+++ Source records +++

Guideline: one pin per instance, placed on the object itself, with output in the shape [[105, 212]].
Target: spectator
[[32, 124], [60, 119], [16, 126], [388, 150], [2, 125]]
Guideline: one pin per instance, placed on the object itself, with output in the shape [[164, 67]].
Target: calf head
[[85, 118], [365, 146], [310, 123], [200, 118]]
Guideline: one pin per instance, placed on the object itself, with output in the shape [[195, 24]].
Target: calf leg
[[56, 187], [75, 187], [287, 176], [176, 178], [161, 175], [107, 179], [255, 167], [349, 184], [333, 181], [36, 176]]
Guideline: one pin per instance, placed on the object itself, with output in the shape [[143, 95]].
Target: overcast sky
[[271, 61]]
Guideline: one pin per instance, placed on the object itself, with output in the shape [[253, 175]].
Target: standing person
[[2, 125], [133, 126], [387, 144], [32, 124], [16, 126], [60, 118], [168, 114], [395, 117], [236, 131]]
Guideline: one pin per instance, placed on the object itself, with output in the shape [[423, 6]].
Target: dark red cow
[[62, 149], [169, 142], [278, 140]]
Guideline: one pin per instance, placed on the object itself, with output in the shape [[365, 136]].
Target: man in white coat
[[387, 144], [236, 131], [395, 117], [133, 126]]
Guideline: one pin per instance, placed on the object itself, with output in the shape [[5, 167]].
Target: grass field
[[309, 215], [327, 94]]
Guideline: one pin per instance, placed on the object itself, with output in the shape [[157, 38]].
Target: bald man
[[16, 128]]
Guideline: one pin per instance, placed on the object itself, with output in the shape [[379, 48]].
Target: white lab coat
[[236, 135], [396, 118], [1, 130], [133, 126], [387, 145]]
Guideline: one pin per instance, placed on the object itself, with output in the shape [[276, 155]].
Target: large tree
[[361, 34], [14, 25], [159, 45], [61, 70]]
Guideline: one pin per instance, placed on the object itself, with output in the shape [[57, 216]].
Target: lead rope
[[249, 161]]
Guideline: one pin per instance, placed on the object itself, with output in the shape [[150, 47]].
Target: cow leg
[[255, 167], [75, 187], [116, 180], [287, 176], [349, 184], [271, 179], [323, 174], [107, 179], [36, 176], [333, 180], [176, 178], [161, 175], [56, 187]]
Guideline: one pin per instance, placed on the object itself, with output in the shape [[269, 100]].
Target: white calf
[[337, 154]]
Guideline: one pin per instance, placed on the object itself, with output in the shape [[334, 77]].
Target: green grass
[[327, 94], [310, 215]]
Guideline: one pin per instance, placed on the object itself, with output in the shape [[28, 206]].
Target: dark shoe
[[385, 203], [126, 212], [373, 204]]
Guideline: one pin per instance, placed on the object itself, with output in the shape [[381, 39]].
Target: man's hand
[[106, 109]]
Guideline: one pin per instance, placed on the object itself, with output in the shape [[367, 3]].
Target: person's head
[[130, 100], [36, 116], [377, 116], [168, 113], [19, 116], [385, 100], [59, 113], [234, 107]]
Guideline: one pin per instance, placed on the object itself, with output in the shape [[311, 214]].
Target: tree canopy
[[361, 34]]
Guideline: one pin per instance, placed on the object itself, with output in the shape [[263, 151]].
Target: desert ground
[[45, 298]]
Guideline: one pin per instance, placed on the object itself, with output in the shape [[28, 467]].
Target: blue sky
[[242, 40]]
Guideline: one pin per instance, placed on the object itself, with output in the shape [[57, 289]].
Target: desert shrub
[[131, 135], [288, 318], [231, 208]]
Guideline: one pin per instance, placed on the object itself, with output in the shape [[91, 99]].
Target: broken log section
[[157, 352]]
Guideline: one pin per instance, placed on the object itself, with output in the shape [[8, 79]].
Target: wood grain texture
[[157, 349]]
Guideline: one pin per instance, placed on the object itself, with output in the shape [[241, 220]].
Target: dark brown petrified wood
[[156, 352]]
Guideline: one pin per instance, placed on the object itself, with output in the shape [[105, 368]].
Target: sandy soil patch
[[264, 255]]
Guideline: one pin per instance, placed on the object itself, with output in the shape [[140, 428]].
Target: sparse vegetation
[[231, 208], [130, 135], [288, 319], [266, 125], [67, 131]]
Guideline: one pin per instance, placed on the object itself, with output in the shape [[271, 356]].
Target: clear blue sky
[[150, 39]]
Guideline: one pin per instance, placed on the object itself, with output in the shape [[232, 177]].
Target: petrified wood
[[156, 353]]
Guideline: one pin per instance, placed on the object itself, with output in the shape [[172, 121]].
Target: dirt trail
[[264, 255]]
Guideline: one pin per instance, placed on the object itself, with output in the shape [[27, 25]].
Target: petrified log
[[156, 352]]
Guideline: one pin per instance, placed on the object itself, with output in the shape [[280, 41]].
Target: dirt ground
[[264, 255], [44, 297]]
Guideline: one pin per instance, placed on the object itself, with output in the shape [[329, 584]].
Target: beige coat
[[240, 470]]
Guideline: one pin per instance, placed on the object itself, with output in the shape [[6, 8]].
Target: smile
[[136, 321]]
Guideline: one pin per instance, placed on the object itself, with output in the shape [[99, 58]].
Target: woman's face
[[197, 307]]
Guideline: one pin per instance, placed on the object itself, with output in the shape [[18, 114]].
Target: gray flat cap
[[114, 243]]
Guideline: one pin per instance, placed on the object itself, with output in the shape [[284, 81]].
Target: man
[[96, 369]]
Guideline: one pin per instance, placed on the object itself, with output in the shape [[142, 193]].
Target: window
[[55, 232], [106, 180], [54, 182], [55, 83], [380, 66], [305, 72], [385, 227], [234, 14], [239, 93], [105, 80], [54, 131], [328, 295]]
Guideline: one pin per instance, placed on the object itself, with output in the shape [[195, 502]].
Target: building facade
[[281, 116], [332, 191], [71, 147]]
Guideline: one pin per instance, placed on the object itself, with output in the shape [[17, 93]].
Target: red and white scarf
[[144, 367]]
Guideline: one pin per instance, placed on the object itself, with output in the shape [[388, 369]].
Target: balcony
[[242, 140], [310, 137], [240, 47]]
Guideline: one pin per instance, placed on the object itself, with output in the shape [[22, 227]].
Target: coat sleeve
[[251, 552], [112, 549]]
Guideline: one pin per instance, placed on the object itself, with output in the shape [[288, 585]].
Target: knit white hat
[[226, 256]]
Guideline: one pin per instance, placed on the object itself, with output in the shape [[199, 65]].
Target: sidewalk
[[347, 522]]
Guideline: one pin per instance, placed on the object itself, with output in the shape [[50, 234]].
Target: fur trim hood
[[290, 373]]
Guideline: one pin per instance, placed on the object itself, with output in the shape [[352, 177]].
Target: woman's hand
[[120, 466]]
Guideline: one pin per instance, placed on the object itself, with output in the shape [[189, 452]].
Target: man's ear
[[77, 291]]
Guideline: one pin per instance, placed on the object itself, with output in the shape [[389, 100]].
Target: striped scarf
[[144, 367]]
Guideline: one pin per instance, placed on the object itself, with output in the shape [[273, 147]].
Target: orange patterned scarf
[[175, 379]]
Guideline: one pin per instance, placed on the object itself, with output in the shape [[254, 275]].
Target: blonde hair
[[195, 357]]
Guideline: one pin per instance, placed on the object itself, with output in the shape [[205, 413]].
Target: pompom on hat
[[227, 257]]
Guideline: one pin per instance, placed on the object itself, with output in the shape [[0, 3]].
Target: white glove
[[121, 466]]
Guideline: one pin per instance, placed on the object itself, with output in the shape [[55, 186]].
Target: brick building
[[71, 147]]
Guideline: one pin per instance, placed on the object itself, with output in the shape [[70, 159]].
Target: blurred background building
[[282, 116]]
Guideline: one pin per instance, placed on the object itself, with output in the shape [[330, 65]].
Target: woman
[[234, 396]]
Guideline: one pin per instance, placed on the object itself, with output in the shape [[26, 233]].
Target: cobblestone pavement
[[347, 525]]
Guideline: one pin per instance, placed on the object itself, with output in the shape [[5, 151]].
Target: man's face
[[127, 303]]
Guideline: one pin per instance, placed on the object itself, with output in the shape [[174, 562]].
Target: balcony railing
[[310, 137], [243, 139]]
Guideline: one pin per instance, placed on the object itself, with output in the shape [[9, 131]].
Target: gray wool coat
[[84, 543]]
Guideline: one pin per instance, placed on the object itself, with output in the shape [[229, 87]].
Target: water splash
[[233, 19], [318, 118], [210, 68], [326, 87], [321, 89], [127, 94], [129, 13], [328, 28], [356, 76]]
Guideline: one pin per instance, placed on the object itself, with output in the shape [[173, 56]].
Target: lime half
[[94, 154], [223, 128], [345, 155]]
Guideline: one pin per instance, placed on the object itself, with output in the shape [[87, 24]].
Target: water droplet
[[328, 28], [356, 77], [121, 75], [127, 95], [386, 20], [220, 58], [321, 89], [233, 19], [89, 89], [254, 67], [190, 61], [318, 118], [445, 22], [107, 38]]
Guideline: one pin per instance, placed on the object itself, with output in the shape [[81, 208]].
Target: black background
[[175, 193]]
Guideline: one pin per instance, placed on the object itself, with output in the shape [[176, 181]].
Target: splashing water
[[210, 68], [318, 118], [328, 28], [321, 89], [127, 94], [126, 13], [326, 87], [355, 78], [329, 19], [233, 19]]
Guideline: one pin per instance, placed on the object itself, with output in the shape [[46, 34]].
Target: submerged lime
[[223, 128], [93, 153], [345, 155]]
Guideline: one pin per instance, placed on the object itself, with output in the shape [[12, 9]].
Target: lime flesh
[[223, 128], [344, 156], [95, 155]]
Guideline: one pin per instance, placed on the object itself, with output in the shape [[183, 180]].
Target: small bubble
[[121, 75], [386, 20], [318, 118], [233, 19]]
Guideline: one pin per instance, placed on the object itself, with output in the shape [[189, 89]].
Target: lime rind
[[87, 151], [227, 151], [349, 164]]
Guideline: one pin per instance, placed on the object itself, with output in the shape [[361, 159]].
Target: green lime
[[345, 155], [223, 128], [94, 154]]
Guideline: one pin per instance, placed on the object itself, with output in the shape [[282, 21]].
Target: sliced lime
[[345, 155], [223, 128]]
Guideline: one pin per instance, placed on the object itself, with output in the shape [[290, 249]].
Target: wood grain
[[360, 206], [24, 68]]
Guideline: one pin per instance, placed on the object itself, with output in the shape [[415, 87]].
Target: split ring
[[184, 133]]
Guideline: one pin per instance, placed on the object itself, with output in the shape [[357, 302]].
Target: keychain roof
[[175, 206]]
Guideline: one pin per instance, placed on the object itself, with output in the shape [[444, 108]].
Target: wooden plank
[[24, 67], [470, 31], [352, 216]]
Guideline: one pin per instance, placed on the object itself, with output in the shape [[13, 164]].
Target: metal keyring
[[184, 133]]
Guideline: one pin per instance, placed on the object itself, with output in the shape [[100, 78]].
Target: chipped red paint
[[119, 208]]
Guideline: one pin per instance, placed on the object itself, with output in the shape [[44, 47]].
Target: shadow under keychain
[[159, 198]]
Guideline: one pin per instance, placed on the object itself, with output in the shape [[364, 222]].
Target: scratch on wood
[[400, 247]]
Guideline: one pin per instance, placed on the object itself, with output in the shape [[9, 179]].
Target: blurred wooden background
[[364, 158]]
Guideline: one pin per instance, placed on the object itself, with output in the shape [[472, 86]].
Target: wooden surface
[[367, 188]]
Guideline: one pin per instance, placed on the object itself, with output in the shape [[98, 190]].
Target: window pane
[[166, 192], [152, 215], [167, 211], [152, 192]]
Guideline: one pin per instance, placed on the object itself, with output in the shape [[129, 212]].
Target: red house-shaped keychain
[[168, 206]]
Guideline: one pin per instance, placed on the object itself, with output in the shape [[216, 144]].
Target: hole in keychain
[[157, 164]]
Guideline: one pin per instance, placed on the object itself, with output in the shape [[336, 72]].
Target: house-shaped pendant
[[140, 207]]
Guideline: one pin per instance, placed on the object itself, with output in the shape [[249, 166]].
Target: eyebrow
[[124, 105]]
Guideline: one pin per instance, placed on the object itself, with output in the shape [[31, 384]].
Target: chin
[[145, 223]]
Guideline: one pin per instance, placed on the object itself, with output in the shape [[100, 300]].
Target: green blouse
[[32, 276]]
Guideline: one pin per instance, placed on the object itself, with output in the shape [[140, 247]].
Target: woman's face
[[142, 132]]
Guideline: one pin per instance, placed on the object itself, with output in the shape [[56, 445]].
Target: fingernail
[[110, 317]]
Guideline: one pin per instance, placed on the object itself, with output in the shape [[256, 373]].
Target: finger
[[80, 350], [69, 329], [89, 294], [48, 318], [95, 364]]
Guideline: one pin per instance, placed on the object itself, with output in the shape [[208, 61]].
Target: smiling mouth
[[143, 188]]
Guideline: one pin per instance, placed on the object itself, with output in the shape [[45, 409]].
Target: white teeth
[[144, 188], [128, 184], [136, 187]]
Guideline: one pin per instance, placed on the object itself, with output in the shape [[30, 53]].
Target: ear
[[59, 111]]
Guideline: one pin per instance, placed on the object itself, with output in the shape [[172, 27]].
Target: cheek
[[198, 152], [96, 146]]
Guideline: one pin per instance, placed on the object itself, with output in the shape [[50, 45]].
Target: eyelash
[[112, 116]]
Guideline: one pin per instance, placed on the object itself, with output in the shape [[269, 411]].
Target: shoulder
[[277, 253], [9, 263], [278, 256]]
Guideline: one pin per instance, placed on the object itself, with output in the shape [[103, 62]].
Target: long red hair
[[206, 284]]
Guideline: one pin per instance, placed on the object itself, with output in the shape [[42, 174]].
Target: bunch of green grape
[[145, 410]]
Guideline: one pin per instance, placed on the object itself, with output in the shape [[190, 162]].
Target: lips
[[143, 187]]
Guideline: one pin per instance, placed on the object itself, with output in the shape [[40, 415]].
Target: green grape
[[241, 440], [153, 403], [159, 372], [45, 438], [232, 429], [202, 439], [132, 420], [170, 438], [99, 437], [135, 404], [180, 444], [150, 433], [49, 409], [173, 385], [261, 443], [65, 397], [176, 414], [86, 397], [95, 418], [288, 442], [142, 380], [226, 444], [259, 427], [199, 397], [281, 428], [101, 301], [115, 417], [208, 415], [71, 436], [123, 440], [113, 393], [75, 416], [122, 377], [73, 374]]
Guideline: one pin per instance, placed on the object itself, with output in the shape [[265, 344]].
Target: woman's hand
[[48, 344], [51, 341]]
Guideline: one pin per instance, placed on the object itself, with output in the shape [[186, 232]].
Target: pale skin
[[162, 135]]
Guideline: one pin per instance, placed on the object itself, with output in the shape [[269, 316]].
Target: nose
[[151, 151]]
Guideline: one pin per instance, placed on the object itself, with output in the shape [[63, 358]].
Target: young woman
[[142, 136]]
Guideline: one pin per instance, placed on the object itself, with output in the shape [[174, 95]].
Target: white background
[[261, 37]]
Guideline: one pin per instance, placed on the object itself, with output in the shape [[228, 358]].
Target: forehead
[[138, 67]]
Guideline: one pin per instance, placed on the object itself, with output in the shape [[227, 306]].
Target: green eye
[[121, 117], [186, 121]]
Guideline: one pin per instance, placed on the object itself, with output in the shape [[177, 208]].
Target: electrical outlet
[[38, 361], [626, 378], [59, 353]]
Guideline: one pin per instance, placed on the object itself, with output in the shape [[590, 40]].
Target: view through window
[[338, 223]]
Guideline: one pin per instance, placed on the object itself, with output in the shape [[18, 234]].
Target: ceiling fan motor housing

+++

▸ Task details: Copy the lines from the start of the records through the line that contains "[[16, 128]]", including that line.

▸ Result for this task:
Guideline: one pin per instance, placed on the object itself, with output in the shape [[105, 212]].
Target: spectator
[[32, 124], [60, 119], [16, 126], [388, 150], [2, 125]]
Guideline: one pin per instance, placed on the object itself, with output in the shape [[164, 67]].
Target: calf head
[[85, 118], [365, 146], [310, 123], [200, 118]]
Guideline: one pin per instance, placed on the object itself, with output in the shape [[195, 24]].
Target: calf leg
[[56, 187], [75, 187], [287, 176], [176, 178], [161, 175], [107, 179], [255, 167], [349, 184], [333, 181], [36, 176]]
Guideline: one pin per instance, placed on the object itself, with output in the shape [[143, 95]].
Target: overcast sky
[[271, 61]]
Guideline: one pin per instance, placed on the object itself, with output in the shape [[253, 175]].
Target: standing person
[[2, 125], [133, 126], [387, 144], [32, 124], [16, 126], [60, 118], [168, 114], [395, 117], [236, 131]]
Guideline: one pin per instance, placed on the object itself, with output in the shape [[423, 6]].
Target: dark red cow
[[62, 149], [169, 142], [278, 140]]
Guideline: one pin per instance, placed on the object itself, with output in the shape [[365, 136]].
Target: man in white coat
[[387, 144], [236, 131], [395, 117], [133, 126]]
Guideline: one pin per instance, placed on the object itself, with output in the shape [[5, 167]].
Target: grass field
[[309, 215], [327, 94]]
Guideline: one pin per instance, placed on the object itself, with output in the shape [[157, 38]].
Target: bald man
[[16, 128]]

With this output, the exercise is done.